*Work to be completed*
Transcribe exactly the stretch of lines beginning at the one containing "Could you point to the arched" and closing with the last line of the entries below. Omit images.
━━━━━━━━━━━━━━━━━━━━━━━━━━━━━━
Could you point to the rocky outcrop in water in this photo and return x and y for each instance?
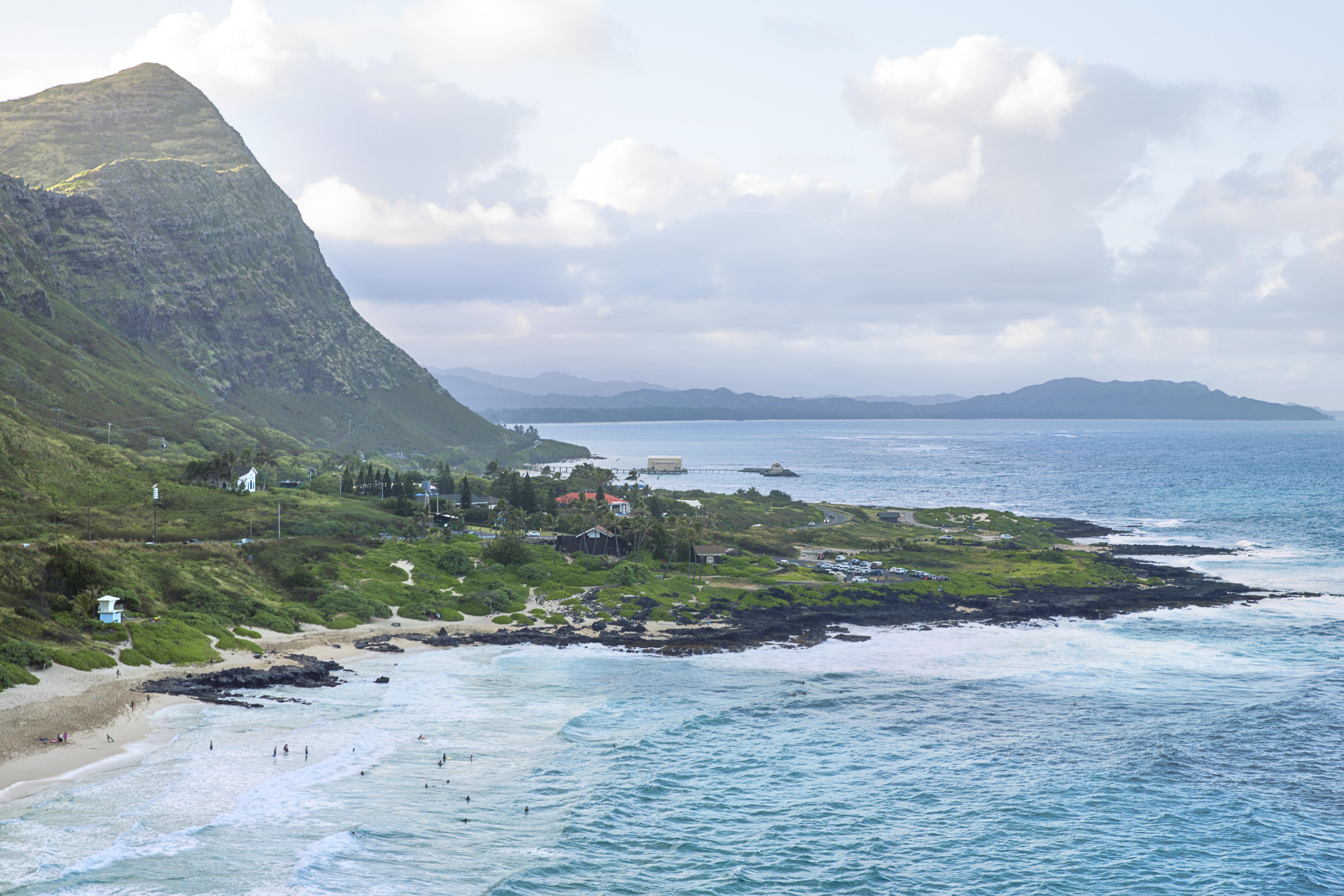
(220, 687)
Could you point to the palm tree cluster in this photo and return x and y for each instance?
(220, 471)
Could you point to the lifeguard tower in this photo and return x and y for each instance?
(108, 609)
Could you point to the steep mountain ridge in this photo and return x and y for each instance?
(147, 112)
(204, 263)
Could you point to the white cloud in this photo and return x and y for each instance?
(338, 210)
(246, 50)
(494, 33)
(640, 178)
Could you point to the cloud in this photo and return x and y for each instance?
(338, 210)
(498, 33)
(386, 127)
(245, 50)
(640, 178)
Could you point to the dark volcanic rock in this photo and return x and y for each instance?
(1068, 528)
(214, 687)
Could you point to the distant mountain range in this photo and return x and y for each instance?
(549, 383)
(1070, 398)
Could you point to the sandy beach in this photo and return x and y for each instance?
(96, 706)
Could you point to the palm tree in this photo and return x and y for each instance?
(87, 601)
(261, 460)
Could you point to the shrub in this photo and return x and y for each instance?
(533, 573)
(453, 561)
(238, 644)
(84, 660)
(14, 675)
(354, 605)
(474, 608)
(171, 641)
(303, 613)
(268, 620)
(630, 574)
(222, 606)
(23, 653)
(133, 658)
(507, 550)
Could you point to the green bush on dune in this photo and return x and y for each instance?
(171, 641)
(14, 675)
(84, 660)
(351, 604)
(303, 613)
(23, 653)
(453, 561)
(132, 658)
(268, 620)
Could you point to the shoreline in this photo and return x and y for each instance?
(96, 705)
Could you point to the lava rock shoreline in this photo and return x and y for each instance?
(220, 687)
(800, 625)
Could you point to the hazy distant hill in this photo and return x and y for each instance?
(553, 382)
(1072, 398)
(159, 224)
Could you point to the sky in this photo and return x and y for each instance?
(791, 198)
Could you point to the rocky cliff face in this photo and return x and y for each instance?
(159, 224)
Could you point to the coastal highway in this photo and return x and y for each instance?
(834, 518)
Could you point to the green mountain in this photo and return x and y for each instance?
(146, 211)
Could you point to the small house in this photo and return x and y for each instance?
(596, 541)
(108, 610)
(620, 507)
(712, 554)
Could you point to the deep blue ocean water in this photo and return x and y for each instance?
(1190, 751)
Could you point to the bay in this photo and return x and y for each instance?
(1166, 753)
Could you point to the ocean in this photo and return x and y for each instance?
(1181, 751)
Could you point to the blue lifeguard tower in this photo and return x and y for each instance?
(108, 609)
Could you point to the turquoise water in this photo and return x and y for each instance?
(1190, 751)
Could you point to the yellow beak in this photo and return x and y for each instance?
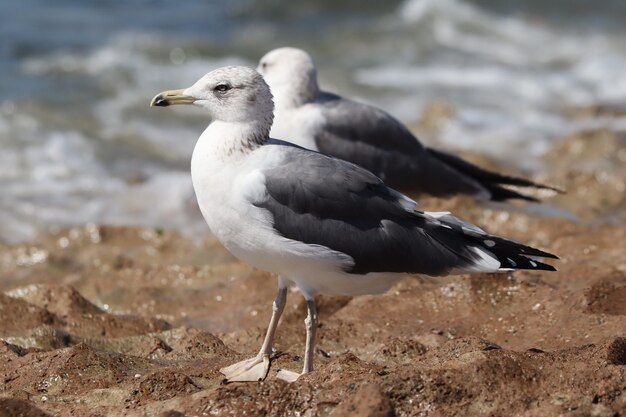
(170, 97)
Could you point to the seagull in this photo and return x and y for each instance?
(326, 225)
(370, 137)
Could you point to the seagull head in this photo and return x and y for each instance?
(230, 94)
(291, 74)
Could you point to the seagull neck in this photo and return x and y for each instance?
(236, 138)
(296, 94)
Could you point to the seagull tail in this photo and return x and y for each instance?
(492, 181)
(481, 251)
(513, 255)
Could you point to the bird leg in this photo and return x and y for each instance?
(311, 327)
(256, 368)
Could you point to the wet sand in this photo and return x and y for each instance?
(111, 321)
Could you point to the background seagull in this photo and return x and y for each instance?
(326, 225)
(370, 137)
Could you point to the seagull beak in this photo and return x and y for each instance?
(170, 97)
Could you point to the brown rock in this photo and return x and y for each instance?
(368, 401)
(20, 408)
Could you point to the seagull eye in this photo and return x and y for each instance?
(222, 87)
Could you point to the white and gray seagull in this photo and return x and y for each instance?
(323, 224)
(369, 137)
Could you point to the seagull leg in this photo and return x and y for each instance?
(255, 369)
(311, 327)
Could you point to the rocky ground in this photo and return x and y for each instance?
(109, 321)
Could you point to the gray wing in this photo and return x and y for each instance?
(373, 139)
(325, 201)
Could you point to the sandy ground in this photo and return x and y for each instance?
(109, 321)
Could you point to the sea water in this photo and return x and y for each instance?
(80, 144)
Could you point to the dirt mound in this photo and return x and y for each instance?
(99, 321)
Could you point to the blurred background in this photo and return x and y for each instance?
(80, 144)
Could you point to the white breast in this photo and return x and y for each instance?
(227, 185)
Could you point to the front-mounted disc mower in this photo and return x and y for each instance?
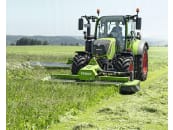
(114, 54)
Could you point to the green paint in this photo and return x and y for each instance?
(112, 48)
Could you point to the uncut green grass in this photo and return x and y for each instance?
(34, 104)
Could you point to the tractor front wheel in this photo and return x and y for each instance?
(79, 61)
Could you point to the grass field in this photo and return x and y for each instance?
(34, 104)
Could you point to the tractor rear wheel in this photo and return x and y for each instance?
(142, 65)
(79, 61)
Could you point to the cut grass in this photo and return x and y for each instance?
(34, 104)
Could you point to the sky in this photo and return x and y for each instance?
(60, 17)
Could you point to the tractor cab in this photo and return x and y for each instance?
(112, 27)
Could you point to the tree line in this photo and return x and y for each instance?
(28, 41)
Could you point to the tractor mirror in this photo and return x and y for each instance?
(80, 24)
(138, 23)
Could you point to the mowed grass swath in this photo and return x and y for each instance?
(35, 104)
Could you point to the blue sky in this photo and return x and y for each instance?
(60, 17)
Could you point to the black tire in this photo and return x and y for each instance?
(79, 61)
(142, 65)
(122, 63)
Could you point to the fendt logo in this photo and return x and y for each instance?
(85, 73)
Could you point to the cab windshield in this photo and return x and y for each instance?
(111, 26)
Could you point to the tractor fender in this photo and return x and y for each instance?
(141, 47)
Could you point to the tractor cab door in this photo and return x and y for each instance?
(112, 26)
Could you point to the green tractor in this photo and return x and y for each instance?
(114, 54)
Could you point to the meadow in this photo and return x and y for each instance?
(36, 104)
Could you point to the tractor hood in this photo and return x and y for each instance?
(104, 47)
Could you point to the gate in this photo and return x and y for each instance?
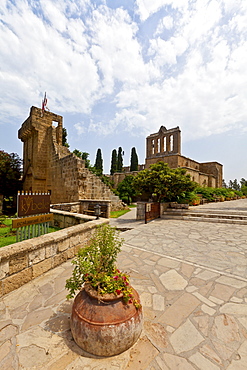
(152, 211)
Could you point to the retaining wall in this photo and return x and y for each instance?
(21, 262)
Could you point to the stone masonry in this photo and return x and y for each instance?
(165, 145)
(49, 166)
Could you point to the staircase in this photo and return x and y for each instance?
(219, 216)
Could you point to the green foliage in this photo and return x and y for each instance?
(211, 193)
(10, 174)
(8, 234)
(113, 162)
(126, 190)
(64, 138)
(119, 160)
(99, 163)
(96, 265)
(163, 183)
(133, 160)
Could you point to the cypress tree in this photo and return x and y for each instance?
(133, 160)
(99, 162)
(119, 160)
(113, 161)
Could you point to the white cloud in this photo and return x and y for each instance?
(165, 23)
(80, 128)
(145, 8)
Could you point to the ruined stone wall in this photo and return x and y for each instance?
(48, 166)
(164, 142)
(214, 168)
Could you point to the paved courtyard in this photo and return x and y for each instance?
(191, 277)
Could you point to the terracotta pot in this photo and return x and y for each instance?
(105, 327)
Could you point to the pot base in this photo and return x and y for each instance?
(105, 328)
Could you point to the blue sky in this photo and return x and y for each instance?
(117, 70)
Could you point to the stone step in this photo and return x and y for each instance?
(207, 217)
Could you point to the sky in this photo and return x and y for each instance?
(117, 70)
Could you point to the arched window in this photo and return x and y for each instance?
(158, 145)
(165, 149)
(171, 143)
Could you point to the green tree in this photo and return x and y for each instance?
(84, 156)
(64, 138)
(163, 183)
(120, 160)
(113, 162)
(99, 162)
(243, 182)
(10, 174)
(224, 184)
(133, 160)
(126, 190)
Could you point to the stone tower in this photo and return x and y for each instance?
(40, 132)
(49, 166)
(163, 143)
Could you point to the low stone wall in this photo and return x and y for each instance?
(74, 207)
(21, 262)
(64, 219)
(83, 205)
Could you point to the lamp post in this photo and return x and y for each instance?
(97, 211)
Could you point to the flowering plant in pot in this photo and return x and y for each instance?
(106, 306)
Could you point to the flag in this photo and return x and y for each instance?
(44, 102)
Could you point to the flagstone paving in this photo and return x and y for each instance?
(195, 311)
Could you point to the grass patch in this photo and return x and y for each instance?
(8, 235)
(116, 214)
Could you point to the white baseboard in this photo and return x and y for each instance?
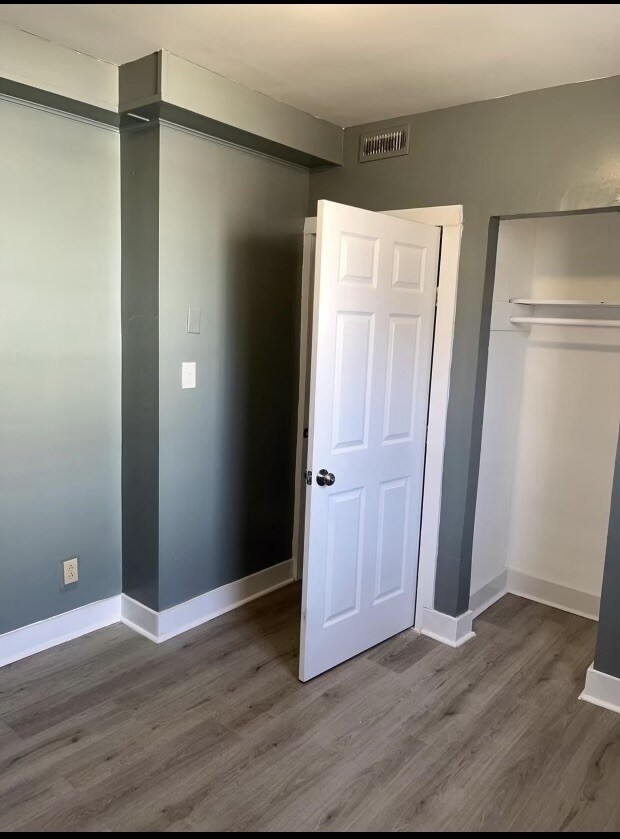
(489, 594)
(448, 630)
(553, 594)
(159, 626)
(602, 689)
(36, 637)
━━━━━━━━━━━━━━━━━━━━━━━━━━━━━━
*Reply*
Could you point to the arched window in this photo and return x and y for each instance?
(158, 145)
(165, 149)
(171, 143)
Could you point to the green tree in this photo and return x and y for each instance?
(84, 156)
(64, 138)
(163, 183)
(120, 160)
(113, 162)
(99, 162)
(243, 182)
(10, 174)
(224, 184)
(133, 160)
(126, 190)
Could you point to the stone tower in this photo and return x and y for each instance?
(40, 132)
(49, 166)
(163, 143)
Could you point to the low stone wall in this photo and return x and y for each instance?
(74, 207)
(21, 262)
(64, 219)
(83, 205)
Could you point to the lamp post in this photo and return x and y for each instance?
(97, 211)
Could you point to the flowering plant in pot in this photo and return x and y for each instance?
(106, 306)
Could you point to the flag in this photo and return x and y for each instance?
(44, 102)
Could you point to the flagstone paving in this photo and return x and y for each instance?
(195, 311)
Could you point to the grass patch in this photo and return x and y for each instance?
(8, 235)
(116, 214)
Could you point to the white baseboard in this photo and return x and y for each instance?
(489, 594)
(448, 630)
(553, 594)
(159, 626)
(602, 689)
(36, 637)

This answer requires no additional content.